## Goal of the exercise
The pictures must be left out, while the rest of the data is copied exactly.

== Source material ==

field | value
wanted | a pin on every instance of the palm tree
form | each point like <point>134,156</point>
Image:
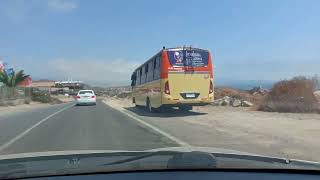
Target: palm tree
<point>14,79</point>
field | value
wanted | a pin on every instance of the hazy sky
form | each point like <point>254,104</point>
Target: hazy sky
<point>102,41</point>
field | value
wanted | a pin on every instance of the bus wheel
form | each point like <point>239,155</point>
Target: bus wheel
<point>185,108</point>
<point>149,107</point>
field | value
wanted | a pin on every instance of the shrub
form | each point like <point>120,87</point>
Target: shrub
<point>295,95</point>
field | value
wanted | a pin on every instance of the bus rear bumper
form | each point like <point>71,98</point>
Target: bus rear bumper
<point>185,104</point>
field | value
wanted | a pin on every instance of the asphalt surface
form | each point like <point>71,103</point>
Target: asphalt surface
<point>69,127</point>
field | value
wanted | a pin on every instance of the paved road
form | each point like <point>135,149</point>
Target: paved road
<point>70,127</point>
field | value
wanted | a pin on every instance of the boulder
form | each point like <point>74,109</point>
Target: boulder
<point>246,104</point>
<point>236,103</point>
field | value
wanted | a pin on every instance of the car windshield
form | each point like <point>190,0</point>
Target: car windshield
<point>127,80</point>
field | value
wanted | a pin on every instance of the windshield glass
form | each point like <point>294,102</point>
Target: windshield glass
<point>113,77</point>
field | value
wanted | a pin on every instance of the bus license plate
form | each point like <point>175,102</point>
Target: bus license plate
<point>190,95</point>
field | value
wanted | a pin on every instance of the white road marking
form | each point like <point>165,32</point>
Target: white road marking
<point>29,129</point>
<point>171,137</point>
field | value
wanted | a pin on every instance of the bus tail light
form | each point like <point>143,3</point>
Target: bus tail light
<point>166,88</point>
<point>211,87</point>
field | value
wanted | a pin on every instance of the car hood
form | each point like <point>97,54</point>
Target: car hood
<point>94,161</point>
<point>82,152</point>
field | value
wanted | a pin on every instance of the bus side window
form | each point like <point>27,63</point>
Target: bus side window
<point>156,72</point>
<point>140,74</point>
<point>150,71</point>
<point>145,73</point>
<point>133,79</point>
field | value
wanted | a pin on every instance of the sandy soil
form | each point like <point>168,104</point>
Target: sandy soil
<point>290,135</point>
<point>4,110</point>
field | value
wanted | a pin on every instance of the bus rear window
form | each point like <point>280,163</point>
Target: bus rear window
<point>189,58</point>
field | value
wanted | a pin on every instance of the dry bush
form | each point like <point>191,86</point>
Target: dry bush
<point>295,95</point>
<point>239,94</point>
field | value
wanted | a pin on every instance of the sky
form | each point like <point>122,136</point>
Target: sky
<point>101,42</point>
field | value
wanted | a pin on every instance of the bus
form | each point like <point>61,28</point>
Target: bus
<point>174,77</point>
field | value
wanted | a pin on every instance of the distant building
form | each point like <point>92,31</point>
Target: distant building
<point>43,84</point>
<point>70,84</point>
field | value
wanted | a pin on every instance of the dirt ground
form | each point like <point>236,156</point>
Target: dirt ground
<point>4,110</point>
<point>291,135</point>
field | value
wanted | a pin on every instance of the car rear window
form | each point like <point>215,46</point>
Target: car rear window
<point>189,58</point>
<point>85,92</point>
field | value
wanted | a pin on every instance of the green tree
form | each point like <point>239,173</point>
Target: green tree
<point>14,79</point>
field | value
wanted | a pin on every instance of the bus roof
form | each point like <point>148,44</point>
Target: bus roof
<point>170,49</point>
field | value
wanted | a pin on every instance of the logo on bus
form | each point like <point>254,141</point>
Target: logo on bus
<point>178,56</point>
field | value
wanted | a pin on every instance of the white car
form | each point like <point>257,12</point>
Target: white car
<point>86,97</point>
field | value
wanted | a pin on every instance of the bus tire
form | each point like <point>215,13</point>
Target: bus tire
<point>148,105</point>
<point>185,108</point>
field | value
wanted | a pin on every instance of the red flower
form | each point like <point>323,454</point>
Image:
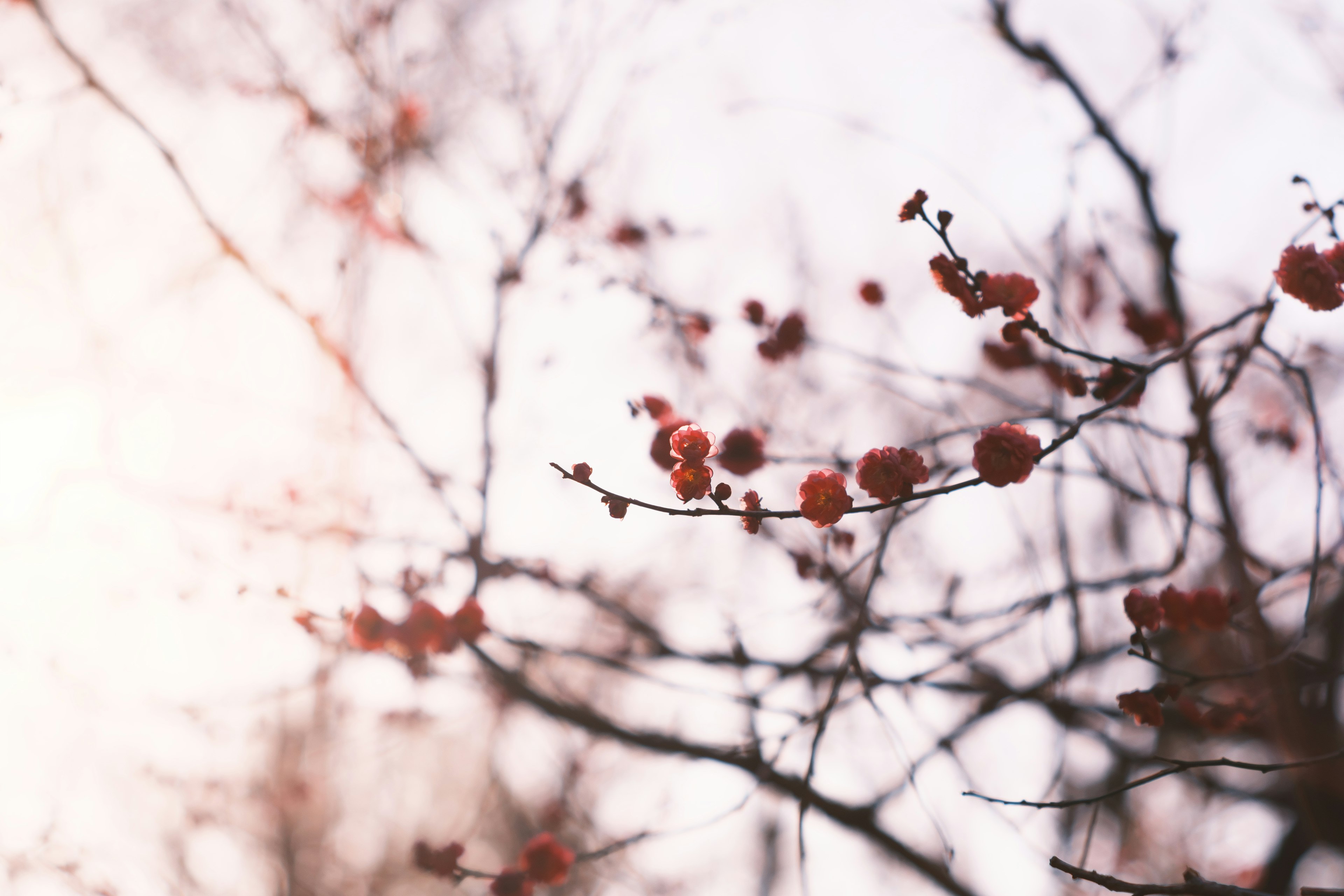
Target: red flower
<point>1004,455</point>
<point>744,450</point>
<point>752,502</point>
<point>470,621</point>
<point>422,630</point>
<point>1155,330</point>
<point>658,407</point>
<point>1335,256</point>
<point>1178,609</point>
<point>628,234</point>
<point>1011,292</point>
<point>691,480</point>
<point>1143,706</point>
<point>369,630</point>
<point>870,290</point>
<point>889,473</point>
<point>1010,358</point>
<point>1115,381</point>
<point>439,862</point>
<point>662,450</point>
<point>948,276</point>
<point>912,207</point>
<point>512,883</point>
<point>1144,610</point>
<point>1310,277</point>
<point>822,498</point>
<point>1209,609</point>
<point>691,444</point>
<point>546,862</point>
<point>695,327</point>
<point>1065,378</point>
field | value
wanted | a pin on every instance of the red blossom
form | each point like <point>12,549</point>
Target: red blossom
<point>546,862</point>
<point>422,630</point>
<point>439,862</point>
<point>691,480</point>
<point>1143,706</point>
<point>948,276</point>
<point>1310,277</point>
<point>1335,256</point>
<point>889,473</point>
<point>616,507</point>
<point>1004,455</point>
<point>1144,610</point>
<point>369,630</point>
<point>662,449</point>
<point>628,234</point>
<point>512,883</point>
<point>1011,292</point>
<point>1065,378</point>
<point>1209,609</point>
<point>691,444</point>
<point>752,502</point>
<point>1115,381</point>
<point>822,498</point>
<point>1010,358</point>
<point>471,621</point>
<point>742,450</point>
<point>1158,328</point>
<point>1178,609</point>
<point>912,207</point>
<point>695,327</point>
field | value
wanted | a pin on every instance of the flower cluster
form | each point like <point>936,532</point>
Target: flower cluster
<point>1004,455</point>
<point>889,473</point>
<point>1208,609</point>
<point>1315,279</point>
<point>424,630</point>
<point>542,862</point>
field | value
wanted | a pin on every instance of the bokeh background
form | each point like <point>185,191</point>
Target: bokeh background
<point>185,467</point>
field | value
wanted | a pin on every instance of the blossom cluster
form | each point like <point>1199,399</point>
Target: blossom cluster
<point>427,629</point>
<point>542,862</point>
<point>1208,609</point>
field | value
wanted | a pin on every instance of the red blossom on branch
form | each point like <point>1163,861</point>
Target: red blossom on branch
<point>949,280</point>
<point>912,207</point>
<point>470,621</point>
<point>369,630</point>
<point>752,502</point>
<point>1143,706</point>
<point>546,862</point>
<point>691,480</point>
<point>1158,328</point>
<point>822,498</point>
<point>742,450</point>
<point>889,473</point>
<point>1144,610</point>
<point>439,862</point>
<point>1014,293</point>
<point>870,290</point>
<point>1310,277</point>
<point>691,444</point>
<point>1004,455</point>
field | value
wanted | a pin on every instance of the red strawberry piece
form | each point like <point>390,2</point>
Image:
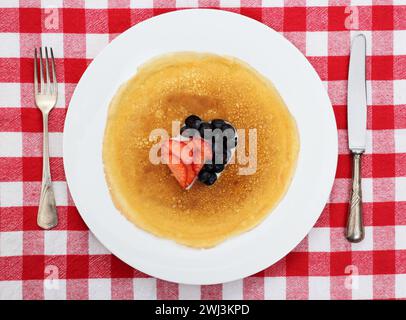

===

## Exercise response
field | value
wanted | a pin on every instance of the palm tree
form | each point like <point>134,156</point>
Image:
Target: palm tree
<point>14,79</point>
field | value
wanted | a pin on every instance of the hazy sky
form | each point like <point>254,104</point>
Target: hazy sky
<point>102,41</point>
field | value
wanted | a pin on every instance of the bus wheel
form | each point like <point>239,155</point>
Target: bus wheel
<point>185,108</point>
<point>149,107</point>
field | value
wanted | a pin on every instance of the shrub
form | each point like <point>120,87</point>
Target: shrub
<point>295,95</point>
field | value
wanted | a pin on every instance of the bus rear bumper
form | each point like <point>71,98</point>
Target: bus rear bumper
<point>185,104</point>
field | value
wanted | a pin on every instance of the asphalt surface
form | each point like <point>71,103</point>
Target: asphalt surface
<point>69,127</point>
field | value
wanted | a pin on every instance of the paved road
form | each point like <point>135,149</point>
Target: paved road
<point>70,127</point>
field | value
wanted | a pin on every instance of the boulder
form | each point like <point>74,109</point>
Target: boulder
<point>246,104</point>
<point>236,103</point>
field | value
wanted | a pin on every instance of the car windshield
form | each point like <point>190,0</point>
Target: car windshield
<point>127,80</point>
field | value
wanted | a pin on every instance of the windshield glass
form | each point like <point>294,102</point>
Target: windshield glass
<point>113,77</point>
field | value
wanted | a pin on every instance of the bus license plate
form | each point like <point>175,102</point>
Target: bus license plate
<point>190,95</point>
field | value
wanted | a pin on every instance of the white road marking
form | each point like <point>165,32</point>
Target: white road marking
<point>29,129</point>
<point>171,137</point>
field | value
wanted | a pin on every instance of the bus tail light
form | each point like <point>143,3</point>
Target: bus tail light
<point>166,88</point>
<point>211,87</point>
field | value
wanted | a pin on every instance of the car hood
form | each point like <point>97,54</point>
Target: car hood
<point>94,161</point>
<point>82,152</point>
field | value
wanted | a pin on every instance of the bus side window
form | each point like <point>27,63</point>
Target: bus side window
<point>156,72</point>
<point>140,74</point>
<point>150,71</point>
<point>145,73</point>
<point>133,79</point>
field | value
wanted | a pin on every instance of the sandy soil
form | each point like <point>168,104</point>
Target: sandy soil
<point>290,135</point>
<point>4,110</point>
field | value
wanted | a pin on every instance of the bus rear window
form | each point like <point>280,163</point>
Target: bus rear window
<point>189,58</point>
field | value
wanted | a pin on every instance of the dry bush
form | each point like <point>191,86</point>
Target: dry bush
<point>295,95</point>
<point>239,94</point>
field | value
wanted | a pin on every instance of the sky
form | each point like <point>122,136</point>
Target: sky
<point>101,42</point>
field | value
wanted | a pin on every instance of the bus
form | each point like <point>61,28</point>
Target: bus
<point>174,77</point>
field | value
wanted | a pin on every instance of the distant building
form | each point like <point>92,31</point>
Target: distant building
<point>43,84</point>
<point>70,84</point>
field | value
wanted | a pin on every instance of the dirt ground
form | each point like <point>236,156</point>
Target: dirt ground
<point>4,110</point>
<point>291,135</point>
field | value
wanted | a pin on every instance of the car rear window
form | each point like <point>215,46</point>
Target: car rear window
<point>189,58</point>
<point>85,92</point>
field | value
wanted | a pin on every instance of the green tree
form | each point like <point>239,173</point>
Target: green tree
<point>14,79</point>
field | value
wanted | a pin on every instance of the bus roof
form | each point like <point>148,44</point>
Target: bus roof
<point>170,49</point>
field | value
wanted | a pin on every instance of the logo on bus
form | each point like <point>254,141</point>
Target: logo on bus
<point>178,56</point>
field | value
wanted | a pin on every instance of the white car
form | each point like <point>257,12</point>
Target: white car
<point>86,97</point>
field | value
wanted | a pin on every instance of the bus tire
form | each point like <point>215,13</point>
Target: bus tire
<point>148,105</point>
<point>185,108</point>
field | value
wanted | a pin on every instance of the red flower
form | each point like <point>323,454</point>
Image:
Target: red flower
<point>1004,455</point>
<point>744,450</point>
<point>752,502</point>
<point>470,621</point>
<point>422,630</point>
<point>1155,330</point>
<point>658,407</point>
<point>1335,256</point>
<point>1178,609</point>
<point>628,234</point>
<point>1011,292</point>
<point>691,480</point>
<point>1143,706</point>
<point>369,630</point>
<point>870,290</point>
<point>889,473</point>
<point>1010,358</point>
<point>1115,381</point>
<point>439,862</point>
<point>662,450</point>
<point>948,276</point>
<point>912,207</point>
<point>512,883</point>
<point>1144,610</point>
<point>1310,277</point>
<point>822,498</point>
<point>1209,609</point>
<point>691,444</point>
<point>546,862</point>
<point>695,327</point>
<point>1065,378</point>
field | value
wanted | a pin on every instance of the red blossom
form | each point like <point>12,549</point>
Target: red blossom
<point>546,862</point>
<point>422,630</point>
<point>439,862</point>
<point>691,480</point>
<point>1143,706</point>
<point>948,276</point>
<point>1310,277</point>
<point>1335,256</point>
<point>889,473</point>
<point>616,507</point>
<point>1004,455</point>
<point>1144,610</point>
<point>369,630</point>
<point>662,449</point>
<point>628,234</point>
<point>512,883</point>
<point>1011,292</point>
<point>1065,378</point>
<point>1209,609</point>
<point>691,444</point>
<point>752,502</point>
<point>1115,381</point>
<point>822,498</point>
<point>1010,358</point>
<point>471,621</point>
<point>742,450</point>
<point>1158,328</point>
<point>1178,609</point>
<point>912,207</point>
<point>695,327</point>
field | value
wanted | a pin on every instance of the flower cluster
form | each point like <point>936,532</point>
Target: flower cluster
<point>1004,455</point>
<point>889,473</point>
<point>1208,609</point>
<point>1315,279</point>
<point>424,630</point>
<point>542,862</point>
field | value
wanted | a pin on every instance of the bokeh background
form | each point like <point>185,191</point>
Target: bokeh background
<point>185,467</point>
field | value
wanted | a pin on every instance of the blossom cluster
form | each point like <point>1199,399</point>
Target: blossom cluster
<point>427,629</point>
<point>542,862</point>
<point>1208,609</point>
field | value
wanted | a pin on every instance of the red blossom on branch
form | each point like <point>1163,861</point>
Target: red blossom on branch
<point>949,280</point>
<point>912,207</point>
<point>470,621</point>
<point>369,630</point>
<point>752,502</point>
<point>1143,706</point>
<point>546,862</point>
<point>691,480</point>
<point>1158,328</point>
<point>822,498</point>
<point>742,450</point>
<point>889,473</point>
<point>1144,610</point>
<point>439,862</point>
<point>1014,293</point>
<point>870,290</point>
<point>1310,277</point>
<point>691,444</point>
<point>1004,455</point>
field | value
wanted | a pin on every instance of the red strawberry piece
form | each point like <point>390,2</point>
Image:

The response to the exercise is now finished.